======== Exercise material

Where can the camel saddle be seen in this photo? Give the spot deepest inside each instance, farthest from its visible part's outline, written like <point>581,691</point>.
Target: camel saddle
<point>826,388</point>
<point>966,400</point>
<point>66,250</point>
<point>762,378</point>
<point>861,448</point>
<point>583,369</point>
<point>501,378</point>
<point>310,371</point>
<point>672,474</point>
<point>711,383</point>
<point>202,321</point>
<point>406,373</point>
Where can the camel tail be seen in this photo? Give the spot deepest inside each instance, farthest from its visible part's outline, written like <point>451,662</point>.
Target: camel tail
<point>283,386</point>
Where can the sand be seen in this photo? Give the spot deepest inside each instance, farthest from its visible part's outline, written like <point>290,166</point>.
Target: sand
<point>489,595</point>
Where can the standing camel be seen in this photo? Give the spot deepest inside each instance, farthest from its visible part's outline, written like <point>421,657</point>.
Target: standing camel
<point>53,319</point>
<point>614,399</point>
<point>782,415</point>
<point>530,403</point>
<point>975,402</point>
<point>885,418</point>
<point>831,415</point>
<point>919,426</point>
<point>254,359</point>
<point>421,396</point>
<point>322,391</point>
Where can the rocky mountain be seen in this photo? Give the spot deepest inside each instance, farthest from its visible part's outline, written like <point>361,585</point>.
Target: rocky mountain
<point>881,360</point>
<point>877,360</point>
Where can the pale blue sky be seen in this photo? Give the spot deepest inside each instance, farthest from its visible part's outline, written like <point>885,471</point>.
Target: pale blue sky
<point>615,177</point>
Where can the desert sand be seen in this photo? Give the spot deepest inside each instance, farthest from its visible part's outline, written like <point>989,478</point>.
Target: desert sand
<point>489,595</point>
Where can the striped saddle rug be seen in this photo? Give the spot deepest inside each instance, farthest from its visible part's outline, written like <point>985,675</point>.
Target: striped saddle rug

================

Set task =>
Reproduce the data above word for word.

In response =>
Where can the camel saddle be seen in this photo? Give the spot deepest inside each instance, farthest from its visible part's outline, written like <point>581,691</point>.
Target: camel saddle
<point>826,388</point>
<point>966,400</point>
<point>66,250</point>
<point>762,378</point>
<point>861,448</point>
<point>583,369</point>
<point>501,378</point>
<point>310,371</point>
<point>672,474</point>
<point>711,383</point>
<point>202,321</point>
<point>406,373</point>
Where can the camel tail be seen in this photo? Give the spot deepest inside each instance, farthest from its visible part's outline, written like <point>451,662</point>.
Target: camel tail
<point>283,386</point>
Where can the sand be seen in this photo? Give the spot deepest inside each instance, farthest from its visible part's outline, written like <point>290,166</point>.
Target: sand
<point>489,595</point>
Where can the standing camel be seen in this photo? Give the spot deepest inside each instance, farthest from its visible part's outline, written like <point>421,657</point>.
Target: standing camel
<point>53,319</point>
<point>614,399</point>
<point>782,415</point>
<point>530,403</point>
<point>975,402</point>
<point>885,418</point>
<point>831,415</point>
<point>919,426</point>
<point>254,359</point>
<point>421,396</point>
<point>322,391</point>
Where can the rocky mountain be seen in this photo? Give the spot deepest inside each instance, farthest from its visible part's outline, written like <point>361,585</point>.
Target: rocky mountain
<point>881,360</point>
<point>877,360</point>
Where can the pale blue sky be seen in this photo? Give the spot deepest inside each instance, farthest from its visible part's outline, written like <point>885,471</point>.
Target: pale blue sky
<point>615,177</point>
Where can the desert sand be seen in this photo? Give the spot deepest inside each instance, farthest from its visible part's outline, written like <point>989,478</point>.
Target: desert sand
<point>489,595</point>
Where can the striped saddle rug be seen in this photo? Give the spot deepest inside each instance, farthest from its visible part's outline, written like <point>985,675</point>.
Target: striped saddle rug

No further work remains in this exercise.